Information provided:
----

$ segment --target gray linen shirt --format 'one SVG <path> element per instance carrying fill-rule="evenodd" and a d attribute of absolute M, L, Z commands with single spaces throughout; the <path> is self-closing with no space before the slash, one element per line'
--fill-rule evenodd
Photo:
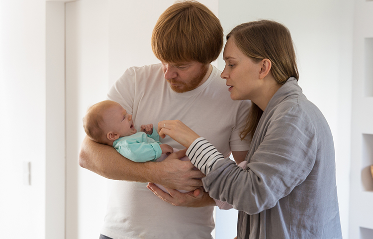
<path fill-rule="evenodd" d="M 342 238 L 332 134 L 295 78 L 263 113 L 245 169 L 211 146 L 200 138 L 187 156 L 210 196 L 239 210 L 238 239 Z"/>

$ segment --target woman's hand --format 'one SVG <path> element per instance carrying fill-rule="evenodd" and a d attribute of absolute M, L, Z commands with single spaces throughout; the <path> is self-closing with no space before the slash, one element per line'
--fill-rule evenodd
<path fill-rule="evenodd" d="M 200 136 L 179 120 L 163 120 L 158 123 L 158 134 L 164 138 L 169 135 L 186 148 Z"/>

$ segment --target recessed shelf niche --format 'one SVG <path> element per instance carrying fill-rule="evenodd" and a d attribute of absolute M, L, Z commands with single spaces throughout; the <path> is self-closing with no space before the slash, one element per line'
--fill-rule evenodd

----

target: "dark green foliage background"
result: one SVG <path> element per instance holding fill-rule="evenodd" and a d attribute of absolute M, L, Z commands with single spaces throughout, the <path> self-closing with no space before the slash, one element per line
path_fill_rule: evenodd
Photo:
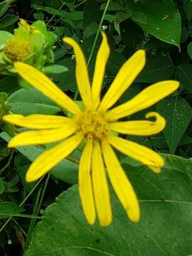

----

Rewrite the lines from the one with "segment --target gray" up to and including the one with "342 238 L 332" as a numbered list, leaving out any blank lines. Do not include the pictures in your answer.

Task output:
1. $ segment --target gray linen shirt --format 'one SVG <path> element per instance carrying fill-rule="evenodd" and a d attribute of absolute M, L, Z commands with single spaces throughout; the <path> is self-closing with no space before the slash, one element per line'
2. --fill-rule evenodd
3. Photo:
4. <path fill-rule="evenodd" d="M 342 238 L 332 134 L 295 78 L 263 113 L 245 169 L 211 146 L 200 138 L 187 156 L 210 196 L 239 210 L 238 239 Z"/>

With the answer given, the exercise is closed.